Records from a dataset
------------------------------------------------------------------------

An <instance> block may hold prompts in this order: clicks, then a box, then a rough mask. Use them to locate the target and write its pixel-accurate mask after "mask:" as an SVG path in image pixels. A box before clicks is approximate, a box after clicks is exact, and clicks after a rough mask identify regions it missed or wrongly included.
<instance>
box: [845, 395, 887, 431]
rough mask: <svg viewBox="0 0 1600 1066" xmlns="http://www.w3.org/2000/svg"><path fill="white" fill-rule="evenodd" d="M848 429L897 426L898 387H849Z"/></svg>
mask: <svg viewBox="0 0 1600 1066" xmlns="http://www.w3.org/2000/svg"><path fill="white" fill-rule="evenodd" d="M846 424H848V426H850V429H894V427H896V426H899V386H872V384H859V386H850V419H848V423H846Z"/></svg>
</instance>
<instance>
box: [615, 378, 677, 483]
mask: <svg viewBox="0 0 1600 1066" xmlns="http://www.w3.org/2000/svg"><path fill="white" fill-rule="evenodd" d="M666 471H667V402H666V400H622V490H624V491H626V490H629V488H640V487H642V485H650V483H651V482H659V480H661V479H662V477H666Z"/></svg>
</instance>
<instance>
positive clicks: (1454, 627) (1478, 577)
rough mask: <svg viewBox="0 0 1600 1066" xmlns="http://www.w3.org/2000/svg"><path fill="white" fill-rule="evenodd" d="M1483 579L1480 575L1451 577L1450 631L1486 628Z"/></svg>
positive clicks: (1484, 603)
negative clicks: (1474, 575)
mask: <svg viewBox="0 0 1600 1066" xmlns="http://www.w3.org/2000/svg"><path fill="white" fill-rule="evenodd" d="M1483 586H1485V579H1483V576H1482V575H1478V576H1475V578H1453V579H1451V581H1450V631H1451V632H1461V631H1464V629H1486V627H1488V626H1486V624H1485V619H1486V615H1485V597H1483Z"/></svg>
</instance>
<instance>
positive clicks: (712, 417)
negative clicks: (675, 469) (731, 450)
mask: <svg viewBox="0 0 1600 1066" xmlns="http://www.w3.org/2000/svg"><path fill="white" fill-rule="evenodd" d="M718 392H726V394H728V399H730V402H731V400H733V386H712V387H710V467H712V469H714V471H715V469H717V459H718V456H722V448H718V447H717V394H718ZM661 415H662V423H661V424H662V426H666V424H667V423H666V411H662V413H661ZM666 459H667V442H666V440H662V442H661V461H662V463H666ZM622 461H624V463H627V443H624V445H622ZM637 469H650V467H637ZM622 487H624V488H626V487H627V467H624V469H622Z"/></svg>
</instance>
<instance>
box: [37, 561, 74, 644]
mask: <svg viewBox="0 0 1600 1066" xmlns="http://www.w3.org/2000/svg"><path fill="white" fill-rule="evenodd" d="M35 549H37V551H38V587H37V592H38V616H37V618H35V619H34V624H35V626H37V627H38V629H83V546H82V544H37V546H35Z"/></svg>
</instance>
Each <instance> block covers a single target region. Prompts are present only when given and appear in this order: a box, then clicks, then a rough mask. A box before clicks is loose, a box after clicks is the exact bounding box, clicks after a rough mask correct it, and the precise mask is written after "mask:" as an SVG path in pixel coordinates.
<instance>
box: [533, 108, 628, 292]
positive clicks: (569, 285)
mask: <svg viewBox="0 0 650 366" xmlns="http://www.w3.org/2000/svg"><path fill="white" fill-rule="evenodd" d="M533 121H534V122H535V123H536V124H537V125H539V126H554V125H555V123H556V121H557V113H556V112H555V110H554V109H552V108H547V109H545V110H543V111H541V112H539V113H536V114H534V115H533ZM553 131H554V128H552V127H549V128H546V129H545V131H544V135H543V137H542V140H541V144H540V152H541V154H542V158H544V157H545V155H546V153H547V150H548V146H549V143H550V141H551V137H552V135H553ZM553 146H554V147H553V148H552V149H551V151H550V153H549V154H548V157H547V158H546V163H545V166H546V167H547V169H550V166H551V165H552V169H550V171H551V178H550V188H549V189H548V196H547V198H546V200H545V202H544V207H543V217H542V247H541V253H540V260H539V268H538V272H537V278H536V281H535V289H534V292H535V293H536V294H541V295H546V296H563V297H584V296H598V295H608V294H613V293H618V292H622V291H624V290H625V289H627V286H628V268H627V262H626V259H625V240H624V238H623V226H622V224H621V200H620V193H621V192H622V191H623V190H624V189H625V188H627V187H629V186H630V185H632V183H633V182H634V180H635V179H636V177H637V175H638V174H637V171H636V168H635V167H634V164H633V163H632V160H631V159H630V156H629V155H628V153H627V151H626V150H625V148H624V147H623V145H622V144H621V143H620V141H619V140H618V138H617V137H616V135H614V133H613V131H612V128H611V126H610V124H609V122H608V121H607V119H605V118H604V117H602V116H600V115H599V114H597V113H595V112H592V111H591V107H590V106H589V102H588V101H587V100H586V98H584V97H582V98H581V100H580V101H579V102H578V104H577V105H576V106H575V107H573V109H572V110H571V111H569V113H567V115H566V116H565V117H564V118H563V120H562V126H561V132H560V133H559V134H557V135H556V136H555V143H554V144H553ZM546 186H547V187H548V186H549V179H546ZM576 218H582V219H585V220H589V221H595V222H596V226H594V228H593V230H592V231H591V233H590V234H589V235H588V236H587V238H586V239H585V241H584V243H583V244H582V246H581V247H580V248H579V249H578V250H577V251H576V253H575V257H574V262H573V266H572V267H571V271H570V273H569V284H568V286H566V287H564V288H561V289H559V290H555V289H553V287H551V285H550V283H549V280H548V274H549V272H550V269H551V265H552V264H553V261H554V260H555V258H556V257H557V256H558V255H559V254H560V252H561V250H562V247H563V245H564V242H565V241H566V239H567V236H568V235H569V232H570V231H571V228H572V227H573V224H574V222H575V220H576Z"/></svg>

------------------------------------------------------------------------

**EXERCISE DETAILS**
Each record above must be given again exactly as written.

**ANSWER BELOW**
An <instance> block may hold prompts in this order: clicks, then a box, then a rough mask. Use them to locate the target and write its pixel-accurate mask after "mask:" as an SVG path in image pixels. A box before clicks is approximate, a box after clicks is exact, and clicks after a rough mask identify regions it missed or wrongly included.
<instance>
box: [845, 395, 887, 431]
rough mask: <svg viewBox="0 0 1600 1066" xmlns="http://www.w3.org/2000/svg"><path fill="white" fill-rule="evenodd" d="M848 429L897 426L898 387H849Z"/></svg>
mask: <svg viewBox="0 0 1600 1066" xmlns="http://www.w3.org/2000/svg"><path fill="white" fill-rule="evenodd" d="M846 424H848V426H850V429H894V427H896V426H899V386H872V384H859V386H850V419H848V423H846Z"/></svg>
</instance>
<instance>
box: [615, 378, 677, 483]
mask: <svg viewBox="0 0 1600 1066" xmlns="http://www.w3.org/2000/svg"><path fill="white" fill-rule="evenodd" d="M666 471H667V402H666V400H622V490H624V491H626V490H629V488H640V487H642V485H650V483H651V482H659V480H661V479H662V477H666Z"/></svg>
</instance>
<instance>
positive clicks: (1454, 627) (1478, 577)
rough mask: <svg viewBox="0 0 1600 1066" xmlns="http://www.w3.org/2000/svg"><path fill="white" fill-rule="evenodd" d="M1483 579L1480 575L1451 577L1450 631L1486 628Z"/></svg>
positive clicks: (1484, 603)
negative clicks: (1474, 575)
mask: <svg viewBox="0 0 1600 1066" xmlns="http://www.w3.org/2000/svg"><path fill="white" fill-rule="evenodd" d="M1483 586H1485V579H1483V576H1482V575H1478V576H1475V578H1453V579H1451V581H1450V631H1451V632H1461V631H1464V629H1486V627H1488V626H1486V624H1485V619H1486V615H1485V597H1483Z"/></svg>
</instance>
<instance>
positive clicks: (712, 417)
negative clicks: (675, 469) (731, 450)
mask: <svg viewBox="0 0 1600 1066" xmlns="http://www.w3.org/2000/svg"><path fill="white" fill-rule="evenodd" d="M718 392H726V394H728V399H730V402H731V400H733V386H712V387H710V467H712V469H714V471H715V469H717V459H718V456H722V448H718V447H717V394H718ZM661 415H662V423H661V424H662V426H666V424H667V423H666V411H662V413H661ZM666 459H667V442H666V440H662V442H661V461H662V463H666ZM622 461H624V463H627V443H624V445H622ZM637 469H650V467H637ZM622 487H624V488H626V487H627V467H624V469H622Z"/></svg>
</instance>
<instance>
box: [37, 561, 74, 644]
mask: <svg viewBox="0 0 1600 1066" xmlns="http://www.w3.org/2000/svg"><path fill="white" fill-rule="evenodd" d="M35 549H37V551H38V587H37V592H38V616H37V618H35V619H34V624H35V626H37V627H38V629H83V546H82V544H37V546H35Z"/></svg>
</instance>
Each <instance> block covers a single target region. Prompts are present only when given and appear in this order: a box, then clicks, then a rough mask. A box before clicks is loose, a box after clicks is the exact bounding box, clicks after a rough mask correct it, and the precise mask is written after "mask:" as an SVG path in pixel coordinates.
<instance>
box: [533, 108, 628, 292]
positive clicks: (569, 285)
mask: <svg viewBox="0 0 650 366" xmlns="http://www.w3.org/2000/svg"><path fill="white" fill-rule="evenodd" d="M533 121H534V122H535V123H536V124H537V125H539V126H554V125H555V123H556V121H557V113H556V112H555V110H554V109H552V108H547V109H545V110H543V111H541V112H539V113H536V114H534V115H533ZM553 131H554V128H552V127H549V128H546V129H545V131H544V135H543V137H542V140H541V144H540V152H541V154H542V158H544V157H545V155H546V153H547V150H548V146H549V143H550V141H551V137H552V135H553ZM553 146H554V147H553V148H552V149H551V151H550V153H549V154H548V157H547V158H546V163H545V166H546V167H547V169H550V166H551V165H552V169H550V171H551V178H550V188H549V189H548V196H547V198H546V200H545V202H544V207H543V217H542V247H541V253H540V260H539V268H538V272H537V278H536V281H535V289H534V292H535V293H536V294H541V295H546V296H563V297H584V296H598V295H608V294H613V293H618V292H622V291H624V290H625V289H627V286H628V268H627V262H626V259H625V240H624V238H623V226H622V224H621V200H620V193H621V192H622V191H623V190H624V189H625V188H627V187H629V186H630V185H632V183H633V182H634V180H635V179H636V177H637V175H638V174H637V171H636V168H635V167H634V164H633V163H632V160H631V159H630V156H629V155H628V153H627V151H626V150H625V148H624V147H623V145H622V144H621V143H620V141H619V140H618V138H617V137H616V135H614V133H613V131H612V128H611V126H610V124H609V122H608V121H607V119H605V118H604V117H602V116H600V115H599V114H597V113H595V112H592V111H591V107H590V106H589V102H588V101H587V100H586V98H584V97H582V98H581V100H580V101H579V102H578V104H577V105H576V106H575V107H573V109H572V110H571V111H569V113H567V115H566V116H565V117H564V118H563V120H562V126H561V132H560V133H559V134H557V135H556V136H555V143H554V144H553ZM546 186H547V187H548V186H549V179H546ZM576 218H582V219H585V220H589V221H595V222H596V226H594V228H593V230H592V231H591V233H590V234H589V235H588V236H587V238H586V239H585V241H584V243H583V244H582V246H581V247H580V248H579V249H578V250H577V251H576V253H575V257H574V262H573V266H572V267H571V271H570V273H569V284H568V286H566V287H564V288H561V289H559V290H555V289H553V287H551V285H550V283H549V280H548V274H549V272H550V269H551V265H552V264H553V261H554V260H555V258H556V257H557V256H558V255H559V254H560V252H561V250H562V247H563V245H564V242H565V241H566V239H567V236H568V235H569V232H570V231H571V228H572V227H573V224H574V222H575V220H576Z"/></svg>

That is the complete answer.